Another axis along which we can organize computer architectures relates to their instructions and how they are executed. Many early computer architectures were what is known today as complex instruction set computers (CISC). These machines provided a variety of instructions that may perform very complex tasks, such as string searching; they also generally used a number of different instruction formats of varying lengths. One of the advances in the development of high-performance microprocessors was the concept of reduced instruction set computers (RISC). These computers tended to provide somewhat fewer and simpler instructions. RISC machines generally use load/store instruction sets—operations cannot be performed directly on memory locations, only on registers. The instructions were also chosen so that they could be efficiently executed in pipelined processors. Early RISC designs substantially outperformed CISC designs of the period. As it turns out, we can use RISC techniques to efficiently execute at least a common subset of CISC instruction sets, so the performance gap between RISC-like and CISC-like instruction sets has narrowed somewhat.

Instruction set characteristics

Beyond the basic RISC/CISC characterization, we can classify computers by several characteristics of their instruction sets. The instruction set of the computer defines the interface between software modules and the underlying hardware; the instructions define what the hardware will do under certain circumstances. Instructions can have a variety of characteristics, including:

Word length

We often characterize architectures by their word length: 4-bit, 8-bit, 16-bit, 32-bit, and so on. In some cases, the length of a data word, an instruction, and an address are the same. Particularly for computers designed to operate on smaller words, instructions and addresses may be longer than the basic data word.

Little-endian vs. big-endian

One subtle but important characterization of architectures is the way they number bits, bytes, and words. Cohen [Coh81] introduced the terms little-endian mode (with the lowest-order byte residing in the low-order bits of the word) and big-endian mode (the lowest-order byte stored in the highest bits of the word).

Instruction execution

We can also characterize processors by their instruction execution, a separate concern from the instruction set. A single-issue processor executes one instruction at a time. Although it may have several instructions at different stages of execution, only one can be at any particular stage of execution. Several other types of processors allow multiple-issue instruction. A superscalar processor uses specialized logic to identify at run time instructions that can be executed simultaneously. A VLIW processor relies on the compiler to determine what combinations of instructions can be legally executed together. Superscalar processors often use too much energy and are too expensive for widespread use in embedded systems. VLIW processors are often used in high-performance embedded computing.

The set of registers available for use by programs is called the programming model, also known as the programmer model. (The CPU has many other registers that are used for internal operations and are unavailable to programmers.)

Architectures and implementations

There may be several different implementations of an architecture. In fact, the architecture definition serves to define those characteristics that must be true of all implementations and what may vary from implementation to implementation. Different CPUs may offer different clock speeds, different cache configurations, changes to the bus or interrupt lines, and many other changes that can make one model of CPU more attractive than another for any given application.

CPUs and systems

The CPU is only part of a complete computer system. In addition to the memory, we also need I/O devices to build a useful system. We can build a computer from several different chips but many useful computer systems come on a single chip. A microcontroller is one form of a single-chip computer that includes a processor, memory, and I/O devices. The term microcontroller is usually used to refer to a computer system chip with a relatively small CPU and one that includes some read-only memory for program storage. A system-on-chip generally refers to a larger processor that includes on-chip RAM that is usually supplemented by an off-chip memory.

___

Objective 1 – Transcribe each of the labeled shape rows line for line. Omit the pictures from your copy.
The passage on computer architectures and the labeled shape rows were drawn from unrelated sources.

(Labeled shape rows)
___

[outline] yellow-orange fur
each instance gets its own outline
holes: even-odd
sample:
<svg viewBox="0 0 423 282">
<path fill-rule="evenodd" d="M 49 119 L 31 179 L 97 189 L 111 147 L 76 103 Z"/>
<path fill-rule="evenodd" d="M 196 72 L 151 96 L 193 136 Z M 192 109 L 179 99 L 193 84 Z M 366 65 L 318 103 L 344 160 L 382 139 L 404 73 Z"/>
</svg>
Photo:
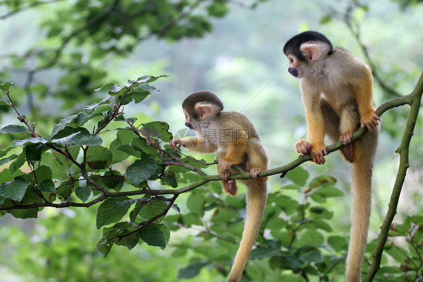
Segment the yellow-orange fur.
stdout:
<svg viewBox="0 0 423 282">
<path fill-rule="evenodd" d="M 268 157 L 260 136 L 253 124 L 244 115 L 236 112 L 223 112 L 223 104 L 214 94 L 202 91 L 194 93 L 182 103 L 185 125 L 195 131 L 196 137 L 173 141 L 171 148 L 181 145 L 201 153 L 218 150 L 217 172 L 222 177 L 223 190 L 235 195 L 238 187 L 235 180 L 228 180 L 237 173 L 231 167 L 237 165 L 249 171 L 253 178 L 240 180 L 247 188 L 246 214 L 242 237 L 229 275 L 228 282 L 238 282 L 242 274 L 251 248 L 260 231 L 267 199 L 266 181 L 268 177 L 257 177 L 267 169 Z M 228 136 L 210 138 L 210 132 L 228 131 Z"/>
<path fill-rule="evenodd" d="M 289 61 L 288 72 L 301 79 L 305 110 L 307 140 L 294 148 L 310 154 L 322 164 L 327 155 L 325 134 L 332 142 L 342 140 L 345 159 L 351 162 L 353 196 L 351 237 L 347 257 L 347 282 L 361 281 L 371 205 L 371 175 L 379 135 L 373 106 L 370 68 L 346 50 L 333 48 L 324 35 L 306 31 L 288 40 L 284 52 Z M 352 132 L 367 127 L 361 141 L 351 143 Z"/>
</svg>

___

Objective 2 – According to the passage on computer architectures, what does a VLIW processor rely on to determine which combinations of instructions can be legally executed together?

Answer 1 –
[outline] yellow-orange fur
each instance gets its own outline
holes: even-odd
sample:
<svg viewBox="0 0 423 282">
<path fill-rule="evenodd" d="M 49 119 L 31 179 L 97 189 L 111 147 L 76 103 Z"/>
<path fill-rule="evenodd" d="M 196 72 L 151 96 L 193 136 Z M 192 109 L 179 99 L 193 84 Z M 366 65 L 318 103 L 344 160 L 382 139 L 404 73 Z"/>
</svg>
Photo:
Segment the yellow-orange fur.
stdout:
<svg viewBox="0 0 423 282">
<path fill-rule="evenodd" d="M 268 157 L 260 136 L 253 124 L 244 115 L 236 112 L 223 112 L 223 104 L 214 94 L 202 91 L 194 93 L 182 103 L 185 125 L 195 131 L 196 137 L 173 141 L 171 148 L 181 145 L 201 153 L 218 150 L 217 172 L 222 177 L 223 190 L 235 195 L 238 187 L 235 180 L 228 180 L 237 173 L 231 167 L 237 165 L 249 171 L 253 178 L 240 180 L 247 188 L 246 214 L 242 237 L 229 275 L 228 282 L 238 282 L 242 274 L 251 248 L 260 231 L 267 199 L 266 181 L 268 177 L 257 177 L 267 169 Z M 228 136 L 210 138 L 210 132 L 228 131 Z"/>
<path fill-rule="evenodd" d="M 289 61 L 288 72 L 301 79 L 305 110 L 307 140 L 294 148 L 310 154 L 322 164 L 327 155 L 325 134 L 332 142 L 342 140 L 345 159 L 351 162 L 353 196 L 351 237 L 347 257 L 347 282 L 361 281 L 371 205 L 371 175 L 379 135 L 373 106 L 370 68 L 346 50 L 333 48 L 324 35 L 306 31 L 288 40 L 284 52 Z M 352 132 L 367 127 L 361 141 L 351 143 Z"/>
</svg>

Answer 2 – It relies on the compiler.